- **Exercise requirements**: Please put each line of the material below into a JSON list of strings, one string per line, with blank lines left out.

(Point annotation records)

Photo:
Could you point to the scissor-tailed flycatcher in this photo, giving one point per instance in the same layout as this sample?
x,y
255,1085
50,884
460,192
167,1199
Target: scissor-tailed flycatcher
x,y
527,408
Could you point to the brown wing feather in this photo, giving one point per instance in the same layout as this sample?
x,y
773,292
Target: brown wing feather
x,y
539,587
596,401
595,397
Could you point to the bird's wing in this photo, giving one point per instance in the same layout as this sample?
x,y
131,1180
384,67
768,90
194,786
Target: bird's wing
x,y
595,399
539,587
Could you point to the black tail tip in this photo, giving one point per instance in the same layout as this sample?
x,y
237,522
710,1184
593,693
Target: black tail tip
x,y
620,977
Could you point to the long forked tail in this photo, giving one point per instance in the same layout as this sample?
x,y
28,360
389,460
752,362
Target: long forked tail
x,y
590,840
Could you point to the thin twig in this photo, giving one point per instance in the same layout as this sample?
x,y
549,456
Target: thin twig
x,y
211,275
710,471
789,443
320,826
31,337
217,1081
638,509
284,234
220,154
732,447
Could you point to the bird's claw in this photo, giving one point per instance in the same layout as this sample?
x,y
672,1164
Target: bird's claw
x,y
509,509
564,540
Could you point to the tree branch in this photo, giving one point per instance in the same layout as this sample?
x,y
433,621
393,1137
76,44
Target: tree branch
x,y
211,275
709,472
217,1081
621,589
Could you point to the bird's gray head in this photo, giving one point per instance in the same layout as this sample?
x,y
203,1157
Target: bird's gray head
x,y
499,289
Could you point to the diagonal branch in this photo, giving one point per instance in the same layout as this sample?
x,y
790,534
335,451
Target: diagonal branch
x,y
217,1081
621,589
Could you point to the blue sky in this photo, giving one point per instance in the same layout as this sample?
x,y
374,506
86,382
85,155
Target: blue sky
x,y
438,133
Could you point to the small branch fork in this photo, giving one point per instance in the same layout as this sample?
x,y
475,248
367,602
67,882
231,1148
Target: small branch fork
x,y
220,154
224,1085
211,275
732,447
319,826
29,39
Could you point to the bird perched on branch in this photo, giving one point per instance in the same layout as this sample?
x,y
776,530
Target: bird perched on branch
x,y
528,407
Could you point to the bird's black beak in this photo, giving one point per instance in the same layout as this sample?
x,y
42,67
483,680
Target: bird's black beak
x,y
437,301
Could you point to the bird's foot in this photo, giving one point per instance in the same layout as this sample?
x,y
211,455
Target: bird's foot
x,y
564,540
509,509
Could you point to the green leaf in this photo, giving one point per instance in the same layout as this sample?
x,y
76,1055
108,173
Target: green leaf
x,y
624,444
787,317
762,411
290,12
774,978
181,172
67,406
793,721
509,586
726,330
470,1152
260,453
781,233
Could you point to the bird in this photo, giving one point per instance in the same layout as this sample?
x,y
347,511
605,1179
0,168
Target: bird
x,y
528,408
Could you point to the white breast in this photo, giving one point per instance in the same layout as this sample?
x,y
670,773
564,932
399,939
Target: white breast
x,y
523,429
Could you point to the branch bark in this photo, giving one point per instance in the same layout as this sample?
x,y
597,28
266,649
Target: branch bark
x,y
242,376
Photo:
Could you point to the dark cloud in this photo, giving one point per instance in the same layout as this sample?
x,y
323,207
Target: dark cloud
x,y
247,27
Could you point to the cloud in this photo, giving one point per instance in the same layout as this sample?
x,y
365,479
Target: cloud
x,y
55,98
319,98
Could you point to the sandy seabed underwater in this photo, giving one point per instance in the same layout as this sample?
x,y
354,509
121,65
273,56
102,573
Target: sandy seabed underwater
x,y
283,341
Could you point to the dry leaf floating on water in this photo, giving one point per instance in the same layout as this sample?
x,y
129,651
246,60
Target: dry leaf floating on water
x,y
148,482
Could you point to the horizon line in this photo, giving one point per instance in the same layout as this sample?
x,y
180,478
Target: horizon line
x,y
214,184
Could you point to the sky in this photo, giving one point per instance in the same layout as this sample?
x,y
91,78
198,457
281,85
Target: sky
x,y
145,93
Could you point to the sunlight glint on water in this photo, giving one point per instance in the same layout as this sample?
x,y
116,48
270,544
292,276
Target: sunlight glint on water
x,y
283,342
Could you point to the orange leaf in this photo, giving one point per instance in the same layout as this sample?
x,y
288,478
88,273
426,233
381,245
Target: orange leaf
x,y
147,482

- **Solution**:
[
  "Photo:",
  "Could you point to the scissor-tailed flycatcher in this photo, giving one point per instance in the same layout as this sample?",
  "x,y",
  "255,1085",
  "50,884",
  "460,192",
  "167,1199",
  "Target: scissor-tailed flycatcher",
  "x,y",
  "527,408",
  "Could you point to the brown wing feather in this photo, giving one point per instance in the same layout as this sample?",
  "x,y",
  "773,292",
  "Target: brown wing feather",
  "x,y",
  "539,587",
  "596,401",
  "595,397",
  "Could you point to the bird's wing in this photo, giving one point per instance in the same layout as this sample?",
  "x,y",
  "131,1180",
  "384,67",
  "768,90",
  "194,786",
  "Target: bird's wing",
  "x,y",
  "595,399",
  "539,587",
  "Could you point to the black tail tip in this photo, giving one point per instance in the same layout as this sample?",
  "x,y",
  "237,522",
  "710,1184",
  "593,693",
  "Target: black tail tip",
  "x,y",
  "620,977",
  "Could you point to the long forked tail in this photo, giving one point per instance in the same layout as this sample?",
  "x,y",
  "28,360",
  "389,460",
  "752,362",
  "Target: long forked tail",
  "x,y",
  "590,840",
  "Could you point to the thin twig in this photo, giving one point per instance in the same layout as this sample?",
  "x,y",
  "549,456",
  "Target: thin twig",
  "x,y",
  "211,275",
  "710,471",
  "789,443",
  "320,826",
  "31,337",
  "217,1081",
  "638,509",
  "284,234",
  "220,154",
  "732,447",
  "Could you point to the bird's claw in this photo, giving one point per instance in the same layout as this sample?",
  "x,y",
  "672,1164",
  "Target: bird's claw",
  "x,y",
  "509,509",
  "564,540",
  "Could you point to the tree branch in this photo, giving one point per instance in the same layout as this sample?",
  "x,y",
  "433,621",
  "393,1137",
  "76,44",
  "Target: tree branch",
  "x,y",
  "211,275",
  "709,472",
  "217,1081",
  "621,589",
  "Could you point to the bird's gray head in this photo, giving one point per instance in the same layout as this sample?",
  "x,y",
  "203,1157",
  "Target: bird's gray head",
  "x,y",
  "499,289",
  "Could you point to the diagonal branch in this photo, giving one point per instance in the same layout as this sample?",
  "x,y",
  "790,534",
  "335,451",
  "Target: diagonal branch",
  "x,y",
  "217,1081",
  "621,589",
  "Could you point to the blue sky in this photo, giving one point per instance in the same layout as this sample?",
  "x,y",
  "374,506",
  "86,382",
  "85,155",
  "Target: blue sky",
  "x,y",
  "438,133",
  "Could you point to the small branch fork in this photo, giving one point per instance in the same layout as this sample?",
  "x,y",
  "475,248",
  "367,602",
  "67,882",
  "231,1148",
  "Target: small branch fork",
  "x,y",
  "220,154",
  "224,1085",
  "211,275",
  "732,447",
  "319,826",
  "29,39",
  "Could you point to the bird perched on branch in this photo, giving one point per instance in the same layout as this sample?",
  "x,y",
  "776,530",
  "Target: bird perched on branch",
  "x,y",
  "528,407",
  "Could you point to the bird's black beak in this photo, giving one point per instance in the same layout as this sample?",
  "x,y",
  "42,67",
  "483,680",
  "Target: bird's black beak",
  "x,y",
  "437,301",
  "Could you point to the bird's foot in this photo, giving one point per instance in the same layout as this sample?",
  "x,y",
  "211,455",
  "Target: bird's foot",
  "x,y",
  "564,540",
  "509,509",
  "Could you point to the green leaf in this photo, giving one point per instance in the same layout as this sample?",
  "x,y",
  "76,1055",
  "108,173",
  "Target: green leaf",
  "x,y",
  "624,444",
  "787,317",
  "762,411",
  "290,12",
  "774,978",
  "181,172",
  "67,406",
  "793,721",
  "509,586",
  "726,330",
  "470,1152",
  "260,453",
  "781,233",
  "Could you point to the bird in this photo, giving one point per instance in the same layout as this sample?",
  "x,y",
  "347,511",
  "605,1179",
  "0,168",
  "Target: bird",
  "x,y",
  "528,408",
  "Could you point to the white breast in this photo, giving one point per instance in the same layout as this sample?",
  "x,y",
  "670,773",
  "564,932",
  "399,939",
  "Target: white breast",
  "x,y",
  "523,429",
  "Could you point to the branch bark in this photo, giving one point per instance in the same layout as this sample?",
  "x,y",
  "597,28",
  "266,649",
  "Target: branch bark",
  "x,y",
  "242,376",
  "Photo:",
  "Could you point to the dark cloud in this photo, giving one point per instance in the same layout as this sample?",
  "x,y",
  "323,207",
  "Target: dark cloud",
  "x,y",
  "247,27",
  "Could you point to the cloud in this photo, giving one point per instance in the same layout as this sample?",
  "x,y",
  "365,479",
  "Target: cloud",
  "x,y",
  "55,98",
  "319,98",
  "Could you point to the sandy seabed underwater in this photo, giving one point per instance in the same layout as this sample?",
  "x,y",
  "354,509",
  "121,65",
  "273,56",
  "102,573",
  "Target: sandy seabed underwater",
  "x,y",
  "283,341",
  "Could you point to the dry leaf floating on water in this photo, giving one point per instance in the same layout as this sample?",
  "x,y",
  "129,651",
  "246,60",
  "Target: dry leaf floating on water",
  "x,y",
  "148,482",
  "Could you point to the horizon line in this photo, giving one point per instance in the same layout as this sample?",
  "x,y",
  "180,478",
  "Target: horizon line",
  "x,y",
  "214,184",
  "Could you point to the sky in this photo, giving one point per instance in the same layout as this sample?",
  "x,y",
  "91,78",
  "198,457",
  "281,85",
  "Target: sky",
  "x,y",
  "145,93",
  "Could you point to the sunlight glint on water in this photo, giving one point per instance in the same layout as this sample?",
  "x,y",
  "116,48",
  "270,544",
  "292,276",
  "Target: sunlight glint on water",
  "x,y",
  "283,342",
  "Could you point to the orange leaf in this photo, giving one point per instance in the same layout as this sample?",
  "x,y",
  "288,478",
  "88,273",
  "426,233",
  "381,245",
  "Target: orange leaf",
  "x,y",
  "147,482"
]